Given passage:

_ _ _ _

Cluster Sizing
Jet cluster performance depends on multiple factors including the pipeline design and user defined functions. Therefore, planning the Jet cluster remains a complex task that requires a knowledge of the Jet architecture and concepts. We will introduce a basic guideline that will help you size your cluster.
We recommend always benchmark your setup before deploying it to production. See a sample cluster sizing with benchmark that can be used as a reference.
Please read the Hazelcast IMDG Deployment and Operations Guide when storing the data inside Jet cluster setup. Your Jet cluster will run both data processing and data storage workloads so you should plan for it.
Sizing considerations
To size the cluster for your use case, you must first be able to answer the following questions:
- What are the throughput and latency requirements?
- How many concurrent Jobs shall the cluster run?
- Fault tolerance requirements
- How long is the error window?
- Shape of the pipelines (operations used, external systems involved)
- Characteristics of the data to be processed such as partitioning, key distribution and record size
- Source and sink capacity
Determining cluster size
Even a single Jet instance running on a recommended server can host hundreds of jobs at a time. The clustered setup improves the performance (throughput and latency) of hosted jobs and increases the resilience.

_ _ _ _

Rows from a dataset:
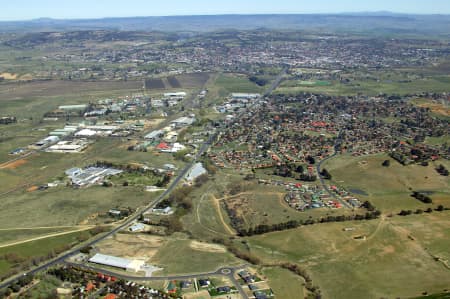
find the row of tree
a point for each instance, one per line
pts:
(439, 208)
(422, 197)
(265, 228)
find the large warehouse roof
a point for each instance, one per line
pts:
(118, 262)
(110, 260)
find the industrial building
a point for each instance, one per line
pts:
(196, 170)
(245, 96)
(117, 262)
(182, 122)
(90, 176)
(73, 146)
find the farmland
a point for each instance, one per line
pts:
(389, 188)
(387, 249)
(301, 184)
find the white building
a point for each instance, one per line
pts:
(196, 170)
(117, 262)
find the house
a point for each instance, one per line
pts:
(154, 135)
(252, 287)
(117, 262)
(165, 211)
(196, 170)
(182, 122)
(162, 146)
(225, 289)
(136, 227)
(73, 107)
(204, 283)
(172, 287)
(47, 141)
(185, 284)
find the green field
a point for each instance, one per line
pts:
(368, 87)
(177, 257)
(284, 283)
(38, 248)
(378, 267)
(8, 236)
(389, 188)
(225, 84)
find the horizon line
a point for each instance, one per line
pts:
(349, 13)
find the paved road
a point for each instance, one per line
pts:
(322, 180)
(228, 272)
(121, 226)
(205, 146)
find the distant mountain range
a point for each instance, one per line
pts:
(382, 22)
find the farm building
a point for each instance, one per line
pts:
(117, 262)
(73, 107)
(196, 171)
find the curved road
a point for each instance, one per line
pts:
(61, 258)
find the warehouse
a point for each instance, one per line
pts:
(117, 262)
(196, 171)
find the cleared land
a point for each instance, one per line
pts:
(369, 87)
(12, 256)
(284, 283)
(389, 188)
(136, 246)
(379, 266)
(177, 256)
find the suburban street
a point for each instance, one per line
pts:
(203, 149)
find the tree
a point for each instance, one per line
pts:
(325, 174)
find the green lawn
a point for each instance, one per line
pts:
(38, 248)
(388, 188)
(346, 268)
(68, 206)
(177, 257)
(431, 84)
(8, 236)
(284, 283)
(227, 84)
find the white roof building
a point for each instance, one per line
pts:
(183, 121)
(86, 133)
(196, 171)
(245, 95)
(154, 134)
(175, 94)
(117, 262)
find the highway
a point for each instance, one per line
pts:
(228, 272)
(205, 146)
(123, 225)
(322, 180)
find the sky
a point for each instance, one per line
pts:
(70, 9)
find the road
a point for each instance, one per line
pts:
(205, 146)
(228, 272)
(322, 180)
(121, 226)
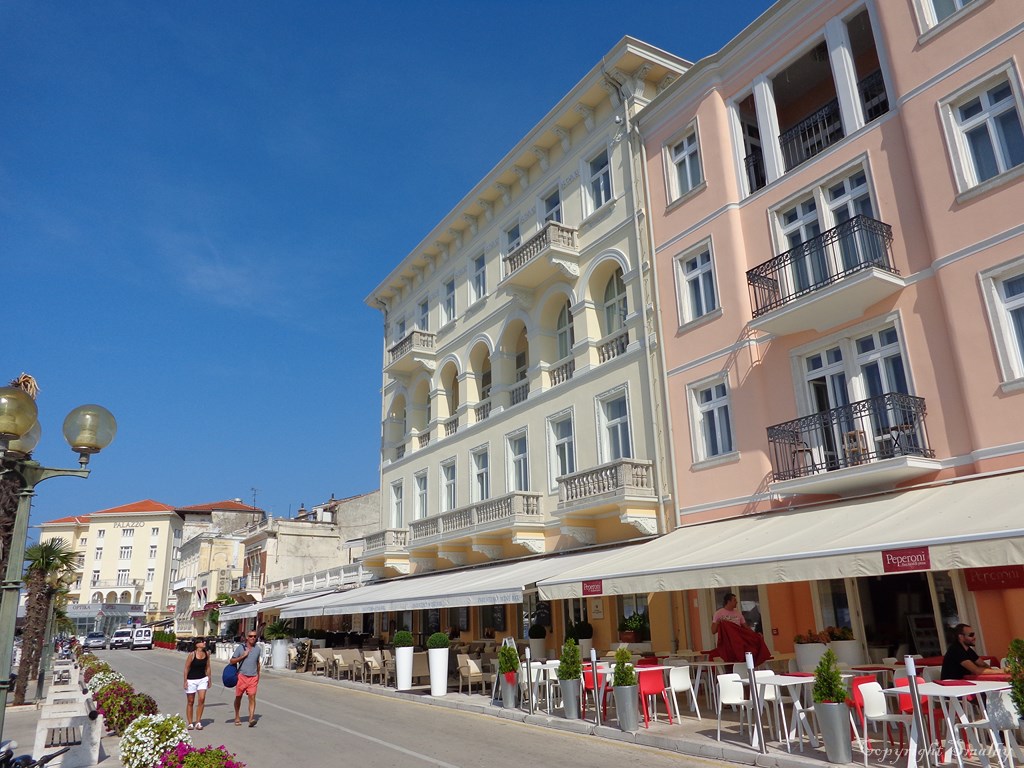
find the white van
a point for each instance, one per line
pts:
(141, 638)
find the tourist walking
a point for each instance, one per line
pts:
(197, 682)
(247, 656)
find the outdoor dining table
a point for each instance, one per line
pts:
(950, 694)
(798, 721)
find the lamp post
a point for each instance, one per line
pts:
(88, 430)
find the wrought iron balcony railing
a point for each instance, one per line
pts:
(857, 244)
(871, 430)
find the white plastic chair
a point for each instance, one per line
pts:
(877, 712)
(730, 693)
(680, 682)
(1001, 719)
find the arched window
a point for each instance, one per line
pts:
(614, 303)
(564, 332)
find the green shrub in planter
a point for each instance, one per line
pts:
(625, 674)
(402, 639)
(568, 666)
(438, 640)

_ _ _ _

Set problem 1:
According to the cluster sizing text, how many jobs can a single Jet instance on a recommended server host at a time?
Set problem 2:
Rewrite the cluster sizing text from "We recommend always" up to and including "external systems involved)", putting "a live system" in place of "production".

Written reply 1:
Hundreds of jobs.

Written reply 2:
We recommend always benchmark your setup before deploying it to a live system. See a sample cluster sizing with benchmark that can be used as a reference.
Please read the Hazelcast IMDG Deployment and Operations Guide when storing the data inside Jet cluster setup. Your Jet cluster will run both data processing and data storage workloads so you should plan for it.
Sizing considerations
To size the cluster for your use case, you must first be able to answer the following questions:
- What are the throughput and latency requirements?
- How many concurrent Jobs shall the cluster run?
- Fault tolerance requirements
- How long is the error window?
- Shape of the pipelines (operations used, external systems involved)